BEGIN

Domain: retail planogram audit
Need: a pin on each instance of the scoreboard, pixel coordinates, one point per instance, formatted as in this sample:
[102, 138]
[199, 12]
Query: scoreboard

END

### Task instructions
Note every line in the material with "scoreboard" and copy it.

### Written answer
Need: a pin on each instance of the scoreboard, pixel coordinates, one point per instance, formatted as in this sample:
Query: scoreboard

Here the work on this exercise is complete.